What is needed: Nothing should be left out: output all of the entries exactly.

Task inputs:
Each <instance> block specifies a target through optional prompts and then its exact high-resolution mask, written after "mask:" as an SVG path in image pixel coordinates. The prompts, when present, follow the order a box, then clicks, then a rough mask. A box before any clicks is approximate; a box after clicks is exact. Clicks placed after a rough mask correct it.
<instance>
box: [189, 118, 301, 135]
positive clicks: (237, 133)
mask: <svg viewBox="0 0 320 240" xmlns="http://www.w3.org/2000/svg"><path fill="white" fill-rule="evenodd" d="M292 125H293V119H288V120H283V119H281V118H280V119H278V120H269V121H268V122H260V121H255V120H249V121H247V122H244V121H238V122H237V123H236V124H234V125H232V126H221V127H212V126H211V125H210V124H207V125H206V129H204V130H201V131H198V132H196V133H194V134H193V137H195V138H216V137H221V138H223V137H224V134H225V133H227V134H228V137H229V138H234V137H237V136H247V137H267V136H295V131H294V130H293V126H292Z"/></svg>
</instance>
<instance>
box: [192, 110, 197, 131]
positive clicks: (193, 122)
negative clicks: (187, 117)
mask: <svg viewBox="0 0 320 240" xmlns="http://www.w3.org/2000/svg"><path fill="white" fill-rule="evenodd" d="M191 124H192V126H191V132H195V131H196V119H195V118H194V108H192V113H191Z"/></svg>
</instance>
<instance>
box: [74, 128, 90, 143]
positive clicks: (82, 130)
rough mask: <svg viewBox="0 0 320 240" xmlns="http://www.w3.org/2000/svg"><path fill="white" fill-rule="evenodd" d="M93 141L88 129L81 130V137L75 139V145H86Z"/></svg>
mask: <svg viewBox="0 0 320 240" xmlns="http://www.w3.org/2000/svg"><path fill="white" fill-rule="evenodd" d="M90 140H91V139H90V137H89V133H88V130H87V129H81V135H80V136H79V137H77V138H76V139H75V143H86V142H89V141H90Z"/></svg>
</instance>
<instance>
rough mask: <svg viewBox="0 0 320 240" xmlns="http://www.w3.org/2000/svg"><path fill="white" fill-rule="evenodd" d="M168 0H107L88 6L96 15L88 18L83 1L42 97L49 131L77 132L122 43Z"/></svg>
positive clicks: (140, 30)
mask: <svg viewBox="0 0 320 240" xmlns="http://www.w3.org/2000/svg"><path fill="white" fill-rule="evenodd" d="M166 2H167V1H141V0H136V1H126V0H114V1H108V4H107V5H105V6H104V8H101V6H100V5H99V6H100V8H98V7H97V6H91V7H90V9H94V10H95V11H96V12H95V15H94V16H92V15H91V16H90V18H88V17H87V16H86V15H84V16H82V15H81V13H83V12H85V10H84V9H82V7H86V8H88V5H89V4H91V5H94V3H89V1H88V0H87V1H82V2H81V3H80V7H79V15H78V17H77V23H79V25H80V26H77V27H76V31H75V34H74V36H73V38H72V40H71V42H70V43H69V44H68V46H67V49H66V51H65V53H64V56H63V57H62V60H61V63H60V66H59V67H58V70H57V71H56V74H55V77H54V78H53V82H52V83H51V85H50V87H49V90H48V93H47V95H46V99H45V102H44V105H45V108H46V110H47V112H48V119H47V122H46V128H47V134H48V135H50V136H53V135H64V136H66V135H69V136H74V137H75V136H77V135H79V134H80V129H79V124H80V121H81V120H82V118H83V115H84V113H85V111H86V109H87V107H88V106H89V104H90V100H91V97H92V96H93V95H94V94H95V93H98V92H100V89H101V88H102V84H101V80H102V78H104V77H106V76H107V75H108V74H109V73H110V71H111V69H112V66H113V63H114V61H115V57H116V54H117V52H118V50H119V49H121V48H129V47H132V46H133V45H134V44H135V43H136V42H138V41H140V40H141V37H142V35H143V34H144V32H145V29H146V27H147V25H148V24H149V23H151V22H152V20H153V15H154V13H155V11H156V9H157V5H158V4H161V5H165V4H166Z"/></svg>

Your solution:
Each <instance> block specifies a target through optional prompts and then its exact high-resolution mask, written after "mask:" as an SVG path in image pixel coordinates. The prompts, when present, follow the order a box, then clicks, then a rough mask. A box before any clicks is approximate; a box after clicks is exact. Clicks placed after a rough mask correct it.
<instance>
box: [189, 118, 301, 135]
positive clicks: (237, 133)
mask: <svg viewBox="0 0 320 240" xmlns="http://www.w3.org/2000/svg"><path fill="white" fill-rule="evenodd" d="M292 125H293V119H288V120H283V119H281V118H280V119H278V120H269V121H268V122H260V121H255V120H249V121H247V122H244V121H238V122H237V123H236V124H234V125H232V126H221V127H212V126H211V125H210V124H207V125H206V129H204V130H201V131H198V132H196V133H194V134H193V137H195V138H216V137H221V138H223V137H224V134H225V133H227V134H228V137H229V138H234V137H237V136H247V137H267V136H295V131H294V130H293V126H292Z"/></svg>
</instance>
<instance>
box: [192, 110, 197, 131]
positive clicks: (193, 122)
negative clicks: (187, 117)
mask: <svg viewBox="0 0 320 240" xmlns="http://www.w3.org/2000/svg"><path fill="white" fill-rule="evenodd" d="M191 124H192V126H191V132H195V131H196V119H195V118H194V108H192V113H191Z"/></svg>
</instance>
<instance>
box: [74, 128, 90, 143]
positive clicks: (82, 130)
rough mask: <svg viewBox="0 0 320 240" xmlns="http://www.w3.org/2000/svg"><path fill="white" fill-rule="evenodd" d="M93 141L88 129L81 130V137L75 139V145H86Z"/></svg>
mask: <svg viewBox="0 0 320 240" xmlns="http://www.w3.org/2000/svg"><path fill="white" fill-rule="evenodd" d="M90 140H91V139H90V137H89V133H88V130H87V129H81V135H80V136H79V137H77V138H76V139H75V143H86V142H89V141H90Z"/></svg>
</instance>
<instance>
rough mask: <svg viewBox="0 0 320 240" xmlns="http://www.w3.org/2000/svg"><path fill="white" fill-rule="evenodd" d="M168 0H107L88 6L96 15L88 18L83 1L42 97L49 131L77 132L122 43Z"/></svg>
positive clicks: (140, 30)
mask: <svg viewBox="0 0 320 240" xmlns="http://www.w3.org/2000/svg"><path fill="white" fill-rule="evenodd" d="M166 2H167V1H141V0H136V1H126V0H114V1H108V4H107V5H105V6H104V8H101V6H100V5H99V6H100V8H98V7H97V6H91V7H90V9H94V10H95V11H96V12H95V15H94V16H92V15H91V16H90V18H88V17H87V16H86V15H84V16H82V15H81V13H83V12H85V10H84V9H82V7H86V8H88V5H89V4H91V5H94V3H89V1H88V0H87V1H82V2H81V3H80V7H79V15H78V17H77V23H79V25H80V26H77V27H76V31H75V34H74V36H73V38H72V40H71V42H70V43H69V44H68V46H67V49H66V51H65V53H64V56H63V57H62V60H61V63H60V66H59V67H58V70H57V71H56V74H55V77H54V78H53V82H52V83H51V85H50V87H49V90H48V93H47V95H46V99H45V102H44V105H45V108H46V110H47V112H48V119H47V122H46V128H47V134H48V135H50V136H53V135H64V136H66V135H69V136H74V137H75V136H77V135H79V134H80V129H79V124H80V121H81V120H82V118H83V115H84V113H85V111H86V109H87V107H88V106H89V104H90V100H91V97H92V96H93V95H94V94H95V93H98V92H100V89H101V88H102V84H101V80H102V78H104V77H106V76H107V75H108V74H109V73H110V71H111V69H112V66H113V63H114V61H115V57H116V54H117V52H118V50H119V49H121V48H129V47H132V46H133V45H134V44H135V43H136V42H138V41H140V40H141V37H142V35H143V34H144V32H145V29H146V27H147V25H148V24H149V23H151V22H152V20H153V15H154V13H155V11H156V9H157V5H158V4H161V5H165V4H166Z"/></svg>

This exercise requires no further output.